§ **EXERCISE TASK A**: Pull out every row below that contains the string "blue", copying each one whole. Case counts.

§ **SOURCE EXTRACT**:
1592061816056.png #8 -- Zora G. Clevenger, 1911-1915 1592062406757.png ( <--- look! helmets for the first time!)

Remember what Izzy Levene (#6) started, this idea of making a full career out of coaching and administering sports? While Levene somewhat succeeded in his bid, Clevenger perfected the concept.* He served as head coach of three different football programs (and four basketball and baseball teams--Indiana, Nebraska Wesleyann, Tennessee, and Kansas State) over an 18-year period. If you add his time as Athletic Director, his career spanned 42 years and two world wars, from 1904 to 1946. In that context, the Tennessee portion of his service was a brief five seasons--though that almost doubled the tenure of any Knoxville coach before him.

Born in Muncie, Indiana, Zora** played halfback for the Hoosiers in Bloomington, the same program we beat (barely) a few months ago in the Gator Bowl. He was small even for that period of the sport, at only 5'7" and 145 pounds (compare that to fellow halfback Jim Thorpe, at 6'1" and 200 pounds). While still a student, he was captain of his school's football, baseball, and basketball teams, and has since been inducted into the College Football Hall of Fame as a player.

Recall in yesterday's thread, Part 2 of the series, we were wondering when we would find the first coach who was clearly not also a player? Well, I think we've found him. By the time Zora arrived in Knoxville, he was eight years out of college, and had already served as head coach for two other programs. I'm pretty sure he never took the field for the Vols. He would not have had time to stay in playing shape, what with coaching the football, basketball, and baseball teams while also serving as our AD. Professional coaching had indeed arrived in East Tennessee.

Coach Clevenger's record broke another trend in Vols coaching, as well (thankfully). Unlike Pierce, Fisher, DePree, and Levene, all of whose first seasons were their best with things going downhill later on, Clevenger's outings actually got better as he went along: 3-4-2 was followed by 4-4, then 6-3, then 9-0 in 1914--the Volunteers' first conference championship, and first undefeated season with a coach at the helm. It is true that Zora's final season in 1915 was a letdown, at 4-4, but still, he broke what some might have seen as a curse and showed that long-term coaching could be good for the lads on Rocky Top. Clevenger's overall record in football with the Vols was 26-15-2 (.628).

§ **EXERCISE TASK B**:
Answer these questions from the passage on Zora Clevenger above:
(i) How many seasons did Clevenger spend as coach at Tennessee?
(ii) What were Clevenger's height and weight as a player?
(iii) What was the Volunteers' football record in 1914?

§ **RECORD LIST**:
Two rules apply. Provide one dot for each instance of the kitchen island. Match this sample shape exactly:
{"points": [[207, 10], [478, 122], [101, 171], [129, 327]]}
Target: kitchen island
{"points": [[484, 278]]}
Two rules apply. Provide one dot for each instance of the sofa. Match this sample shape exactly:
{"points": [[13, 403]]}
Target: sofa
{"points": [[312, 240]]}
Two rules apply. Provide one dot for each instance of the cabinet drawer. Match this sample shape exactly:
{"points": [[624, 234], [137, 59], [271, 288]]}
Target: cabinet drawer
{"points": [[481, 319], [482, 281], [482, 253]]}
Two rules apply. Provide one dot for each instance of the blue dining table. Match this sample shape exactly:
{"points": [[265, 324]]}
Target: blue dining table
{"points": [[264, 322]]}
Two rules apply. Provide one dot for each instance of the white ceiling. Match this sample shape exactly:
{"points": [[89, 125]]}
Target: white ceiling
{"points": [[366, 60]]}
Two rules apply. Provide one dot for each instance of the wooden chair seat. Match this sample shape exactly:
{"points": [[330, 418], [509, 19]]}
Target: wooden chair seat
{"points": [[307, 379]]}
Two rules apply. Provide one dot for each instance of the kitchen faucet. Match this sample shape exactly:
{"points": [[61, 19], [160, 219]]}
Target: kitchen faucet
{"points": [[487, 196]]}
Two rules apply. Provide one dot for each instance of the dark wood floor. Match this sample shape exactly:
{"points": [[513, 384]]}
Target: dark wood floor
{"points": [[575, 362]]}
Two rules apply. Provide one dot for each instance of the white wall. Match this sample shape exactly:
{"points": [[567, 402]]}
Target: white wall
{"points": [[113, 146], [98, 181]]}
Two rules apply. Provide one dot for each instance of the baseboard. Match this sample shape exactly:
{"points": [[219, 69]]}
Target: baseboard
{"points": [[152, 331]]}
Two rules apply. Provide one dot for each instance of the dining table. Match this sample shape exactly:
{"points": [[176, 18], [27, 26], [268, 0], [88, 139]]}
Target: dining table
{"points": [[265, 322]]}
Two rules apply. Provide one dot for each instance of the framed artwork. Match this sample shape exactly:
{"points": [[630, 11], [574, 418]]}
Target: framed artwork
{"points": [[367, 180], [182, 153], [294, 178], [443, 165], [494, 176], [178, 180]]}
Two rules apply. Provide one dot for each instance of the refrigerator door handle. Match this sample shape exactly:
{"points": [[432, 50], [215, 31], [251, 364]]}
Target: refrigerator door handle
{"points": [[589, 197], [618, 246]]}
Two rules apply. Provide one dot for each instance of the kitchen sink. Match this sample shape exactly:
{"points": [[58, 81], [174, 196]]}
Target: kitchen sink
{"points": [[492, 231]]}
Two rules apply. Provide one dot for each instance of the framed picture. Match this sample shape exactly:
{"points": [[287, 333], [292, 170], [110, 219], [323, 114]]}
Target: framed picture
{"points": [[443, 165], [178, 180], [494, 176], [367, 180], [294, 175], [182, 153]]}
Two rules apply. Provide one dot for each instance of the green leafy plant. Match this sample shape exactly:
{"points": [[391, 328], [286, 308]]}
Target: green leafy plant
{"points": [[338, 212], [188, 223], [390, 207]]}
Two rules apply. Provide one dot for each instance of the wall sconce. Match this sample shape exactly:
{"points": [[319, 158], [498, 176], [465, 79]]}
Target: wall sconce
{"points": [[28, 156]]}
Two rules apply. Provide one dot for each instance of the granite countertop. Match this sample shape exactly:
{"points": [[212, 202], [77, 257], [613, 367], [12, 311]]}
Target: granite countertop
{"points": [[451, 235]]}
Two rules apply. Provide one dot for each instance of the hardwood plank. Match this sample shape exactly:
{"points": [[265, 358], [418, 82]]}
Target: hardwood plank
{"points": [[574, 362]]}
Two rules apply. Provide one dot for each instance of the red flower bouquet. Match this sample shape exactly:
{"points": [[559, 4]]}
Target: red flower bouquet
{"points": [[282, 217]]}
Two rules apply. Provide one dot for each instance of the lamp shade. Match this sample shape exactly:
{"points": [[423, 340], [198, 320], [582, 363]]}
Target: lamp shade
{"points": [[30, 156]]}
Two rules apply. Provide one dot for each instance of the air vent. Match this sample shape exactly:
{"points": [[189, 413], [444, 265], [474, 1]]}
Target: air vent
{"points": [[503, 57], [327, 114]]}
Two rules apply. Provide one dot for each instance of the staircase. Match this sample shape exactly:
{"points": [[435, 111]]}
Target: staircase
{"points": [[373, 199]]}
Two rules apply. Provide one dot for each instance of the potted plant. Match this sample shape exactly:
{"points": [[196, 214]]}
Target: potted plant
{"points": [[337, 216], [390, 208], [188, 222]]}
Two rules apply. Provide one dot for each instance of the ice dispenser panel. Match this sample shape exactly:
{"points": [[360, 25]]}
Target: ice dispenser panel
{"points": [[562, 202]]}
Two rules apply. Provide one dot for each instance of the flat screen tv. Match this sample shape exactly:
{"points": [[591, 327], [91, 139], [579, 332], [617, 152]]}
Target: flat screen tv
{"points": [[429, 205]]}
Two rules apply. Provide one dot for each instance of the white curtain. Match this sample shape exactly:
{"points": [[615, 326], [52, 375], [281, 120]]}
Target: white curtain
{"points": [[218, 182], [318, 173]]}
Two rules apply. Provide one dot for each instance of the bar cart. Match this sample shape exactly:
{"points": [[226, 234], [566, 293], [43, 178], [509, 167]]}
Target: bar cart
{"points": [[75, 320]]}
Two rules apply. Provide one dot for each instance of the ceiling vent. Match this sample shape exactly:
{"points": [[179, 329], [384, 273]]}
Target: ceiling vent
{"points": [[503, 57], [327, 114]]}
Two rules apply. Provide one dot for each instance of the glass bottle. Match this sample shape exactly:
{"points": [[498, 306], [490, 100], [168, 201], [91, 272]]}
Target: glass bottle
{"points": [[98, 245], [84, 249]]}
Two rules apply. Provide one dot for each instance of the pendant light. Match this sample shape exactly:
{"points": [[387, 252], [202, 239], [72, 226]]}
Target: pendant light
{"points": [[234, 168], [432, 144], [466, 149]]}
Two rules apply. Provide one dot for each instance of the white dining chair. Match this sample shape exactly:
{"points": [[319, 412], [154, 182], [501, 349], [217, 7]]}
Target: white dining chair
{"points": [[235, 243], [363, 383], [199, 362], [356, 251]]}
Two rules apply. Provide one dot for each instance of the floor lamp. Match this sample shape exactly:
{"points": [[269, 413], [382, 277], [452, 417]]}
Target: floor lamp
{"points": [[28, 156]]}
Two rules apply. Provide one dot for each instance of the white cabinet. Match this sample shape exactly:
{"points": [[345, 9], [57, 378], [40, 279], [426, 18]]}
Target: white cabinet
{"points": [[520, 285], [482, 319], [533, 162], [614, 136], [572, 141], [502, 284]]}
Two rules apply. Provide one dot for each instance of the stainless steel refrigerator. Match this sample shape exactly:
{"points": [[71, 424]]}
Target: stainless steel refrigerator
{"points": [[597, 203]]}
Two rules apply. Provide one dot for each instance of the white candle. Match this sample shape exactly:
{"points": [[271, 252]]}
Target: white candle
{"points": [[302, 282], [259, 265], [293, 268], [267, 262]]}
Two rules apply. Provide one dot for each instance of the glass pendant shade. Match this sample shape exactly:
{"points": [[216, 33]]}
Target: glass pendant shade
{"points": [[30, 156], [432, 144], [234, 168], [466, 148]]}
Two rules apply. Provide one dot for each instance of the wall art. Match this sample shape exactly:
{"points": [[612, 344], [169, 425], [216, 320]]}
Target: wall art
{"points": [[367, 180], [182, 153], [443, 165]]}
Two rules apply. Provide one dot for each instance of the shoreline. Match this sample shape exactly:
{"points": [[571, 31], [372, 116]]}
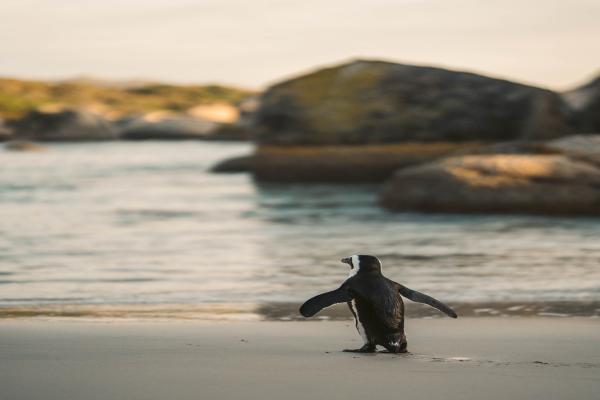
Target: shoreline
{"points": [[469, 358], [288, 311]]}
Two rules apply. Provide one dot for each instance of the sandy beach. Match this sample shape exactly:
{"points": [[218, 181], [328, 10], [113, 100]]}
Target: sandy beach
{"points": [[468, 358]]}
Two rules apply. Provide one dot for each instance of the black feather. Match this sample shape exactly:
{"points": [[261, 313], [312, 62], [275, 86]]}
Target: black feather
{"points": [[317, 303], [423, 298]]}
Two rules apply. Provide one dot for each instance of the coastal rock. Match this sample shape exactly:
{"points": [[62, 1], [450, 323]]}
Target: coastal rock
{"points": [[235, 164], [5, 132], [541, 184], [345, 164], [585, 101], [23, 145], [217, 112], [580, 147], [381, 102], [64, 125], [165, 127]]}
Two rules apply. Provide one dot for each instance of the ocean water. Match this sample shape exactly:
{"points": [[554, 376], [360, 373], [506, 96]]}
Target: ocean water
{"points": [[145, 225]]}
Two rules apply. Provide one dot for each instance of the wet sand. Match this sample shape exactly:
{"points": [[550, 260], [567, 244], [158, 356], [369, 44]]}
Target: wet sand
{"points": [[468, 358]]}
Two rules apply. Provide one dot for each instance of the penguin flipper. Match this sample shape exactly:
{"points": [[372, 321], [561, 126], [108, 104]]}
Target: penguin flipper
{"points": [[317, 303], [423, 298]]}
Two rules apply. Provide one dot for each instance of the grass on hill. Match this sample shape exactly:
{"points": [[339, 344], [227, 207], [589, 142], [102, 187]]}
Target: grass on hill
{"points": [[17, 97]]}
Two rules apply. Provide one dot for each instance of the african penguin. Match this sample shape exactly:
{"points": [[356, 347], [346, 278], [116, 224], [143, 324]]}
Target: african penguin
{"points": [[376, 304]]}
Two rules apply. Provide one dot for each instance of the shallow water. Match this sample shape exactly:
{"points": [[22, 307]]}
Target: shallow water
{"points": [[146, 223]]}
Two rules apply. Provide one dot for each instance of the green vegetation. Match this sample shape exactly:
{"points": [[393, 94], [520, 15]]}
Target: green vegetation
{"points": [[18, 97]]}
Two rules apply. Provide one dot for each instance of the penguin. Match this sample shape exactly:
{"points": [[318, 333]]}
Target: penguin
{"points": [[376, 304]]}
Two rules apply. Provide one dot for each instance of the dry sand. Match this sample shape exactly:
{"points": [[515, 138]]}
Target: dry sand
{"points": [[468, 358]]}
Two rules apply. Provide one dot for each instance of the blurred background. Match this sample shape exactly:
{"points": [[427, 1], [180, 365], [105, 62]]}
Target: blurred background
{"points": [[216, 159]]}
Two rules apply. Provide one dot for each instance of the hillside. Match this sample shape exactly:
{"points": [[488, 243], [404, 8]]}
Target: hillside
{"points": [[17, 97]]}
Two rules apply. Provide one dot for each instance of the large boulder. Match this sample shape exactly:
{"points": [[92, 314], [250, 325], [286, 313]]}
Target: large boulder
{"points": [[165, 126], [5, 132], [346, 164], [580, 147], [585, 101], [64, 125], [381, 102], [543, 184]]}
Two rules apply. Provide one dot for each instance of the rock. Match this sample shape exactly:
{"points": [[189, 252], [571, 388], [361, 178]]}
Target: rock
{"points": [[165, 127], [5, 132], [381, 102], [585, 101], [23, 145], [540, 184], [369, 163], [580, 147], [64, 125], [235, 164], [230, 132], [217, 112]]}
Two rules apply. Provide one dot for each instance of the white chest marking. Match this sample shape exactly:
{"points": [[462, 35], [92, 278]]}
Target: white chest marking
{"points": [[359, 325]]}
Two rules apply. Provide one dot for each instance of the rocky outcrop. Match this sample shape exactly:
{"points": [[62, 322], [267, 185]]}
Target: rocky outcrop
{"points": [[345, 164], [165, 127], [235, 164], [64, 125], [543, 184], [585, 101], [579, 147], [381, 102], [23, 145], [5, 132]]}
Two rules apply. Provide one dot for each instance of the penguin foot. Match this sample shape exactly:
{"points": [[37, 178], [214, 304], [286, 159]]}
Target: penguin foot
{"points": [[402, 348], [367, 348]]}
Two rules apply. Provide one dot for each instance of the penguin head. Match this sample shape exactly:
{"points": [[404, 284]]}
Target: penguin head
{"points": [[362, 263]]}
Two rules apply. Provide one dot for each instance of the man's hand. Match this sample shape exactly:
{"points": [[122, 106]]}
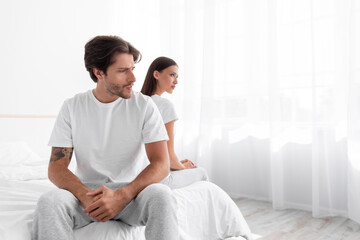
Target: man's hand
{"points": [[86, 200], [187, 163], [108, 205]]}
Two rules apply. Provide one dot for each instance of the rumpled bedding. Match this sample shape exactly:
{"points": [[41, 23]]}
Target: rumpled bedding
{"points": [[205, 212]]}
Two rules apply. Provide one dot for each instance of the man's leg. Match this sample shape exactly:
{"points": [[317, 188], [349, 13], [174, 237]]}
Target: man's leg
{"points": [[155, 207], [183, 178], [58, 212]]}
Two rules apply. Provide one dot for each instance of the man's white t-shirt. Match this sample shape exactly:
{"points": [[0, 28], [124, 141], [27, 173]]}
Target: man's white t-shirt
{"points": [[166, 108], [108, 138]]}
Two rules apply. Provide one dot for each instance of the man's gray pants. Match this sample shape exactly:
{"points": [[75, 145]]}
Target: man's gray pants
{"points": [[59, 212]]}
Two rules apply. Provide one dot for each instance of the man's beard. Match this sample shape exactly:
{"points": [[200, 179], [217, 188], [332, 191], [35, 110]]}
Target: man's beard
{"points": [[118, 90]]}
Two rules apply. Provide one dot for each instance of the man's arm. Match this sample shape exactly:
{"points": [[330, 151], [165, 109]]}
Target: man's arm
{"points": [[113, 201], [62, 177]]}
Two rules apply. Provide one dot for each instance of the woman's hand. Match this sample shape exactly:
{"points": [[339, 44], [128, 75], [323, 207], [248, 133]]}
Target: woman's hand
{"points": [[188, 164]]}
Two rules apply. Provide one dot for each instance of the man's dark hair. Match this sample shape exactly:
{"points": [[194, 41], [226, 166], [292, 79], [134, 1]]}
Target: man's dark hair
{"points": [[101, 50]]}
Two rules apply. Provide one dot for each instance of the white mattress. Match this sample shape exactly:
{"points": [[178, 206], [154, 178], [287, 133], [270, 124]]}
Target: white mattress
{"points": [[204, 210]]}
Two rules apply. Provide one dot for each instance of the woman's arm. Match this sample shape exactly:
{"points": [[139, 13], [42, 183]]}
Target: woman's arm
{"points": [[175, 164]]}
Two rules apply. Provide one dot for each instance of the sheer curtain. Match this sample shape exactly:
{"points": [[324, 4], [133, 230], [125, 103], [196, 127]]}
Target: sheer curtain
{"points": [[269, 100], [268, 93]]}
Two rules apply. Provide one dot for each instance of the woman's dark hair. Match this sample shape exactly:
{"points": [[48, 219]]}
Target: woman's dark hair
{"points": [[101, 50], [158, 64]]}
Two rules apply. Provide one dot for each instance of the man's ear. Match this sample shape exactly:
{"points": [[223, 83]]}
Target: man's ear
{"points": [[156, 74], [98, 73]]}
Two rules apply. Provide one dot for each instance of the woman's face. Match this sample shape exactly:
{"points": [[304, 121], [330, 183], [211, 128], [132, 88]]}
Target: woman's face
{"points": [[166, 79]]}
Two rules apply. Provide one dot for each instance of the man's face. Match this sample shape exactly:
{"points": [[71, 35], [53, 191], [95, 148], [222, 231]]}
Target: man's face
{"points": [[119, 77]]}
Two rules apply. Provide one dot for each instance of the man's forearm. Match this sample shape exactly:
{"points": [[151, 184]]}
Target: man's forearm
{"points": [[65, 179], [61, 176]]}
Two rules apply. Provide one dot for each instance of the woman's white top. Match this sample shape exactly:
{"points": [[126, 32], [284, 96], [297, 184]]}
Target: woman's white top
{"points": [[166, 108]]}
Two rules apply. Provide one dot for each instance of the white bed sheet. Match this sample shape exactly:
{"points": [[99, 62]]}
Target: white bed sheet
{"points": [[205, 212]]}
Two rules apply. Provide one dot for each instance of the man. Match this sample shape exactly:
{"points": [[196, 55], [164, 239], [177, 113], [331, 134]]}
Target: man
{"points": [[107, 128]]}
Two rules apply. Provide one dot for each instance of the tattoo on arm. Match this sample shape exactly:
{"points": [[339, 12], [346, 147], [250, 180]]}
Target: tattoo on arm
{"points": [[59, 153]]}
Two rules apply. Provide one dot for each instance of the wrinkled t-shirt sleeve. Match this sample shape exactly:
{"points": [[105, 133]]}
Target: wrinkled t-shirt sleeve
{"points": [[61, 135], [153, 127]]}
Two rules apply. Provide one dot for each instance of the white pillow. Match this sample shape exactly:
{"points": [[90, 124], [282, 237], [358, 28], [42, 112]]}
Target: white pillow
{"points": [[14, 153], [19, 162]]}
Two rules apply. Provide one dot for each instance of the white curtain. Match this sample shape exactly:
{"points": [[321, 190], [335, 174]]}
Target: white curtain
{"points": [[268, 93], [270, 100]]}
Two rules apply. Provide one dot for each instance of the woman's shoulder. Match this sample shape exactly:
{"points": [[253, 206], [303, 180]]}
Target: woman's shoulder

§ **TASK ANSWER A**:
Two rules apply. Provide one dot for each instance of the blue dining table. Match this sample shape exactly:
Target: blue dining table

§ **TASK ANSWER B**:
(i) Five seasons.
(ii) 5'7" and 145 pounds.
(iii) 9-0.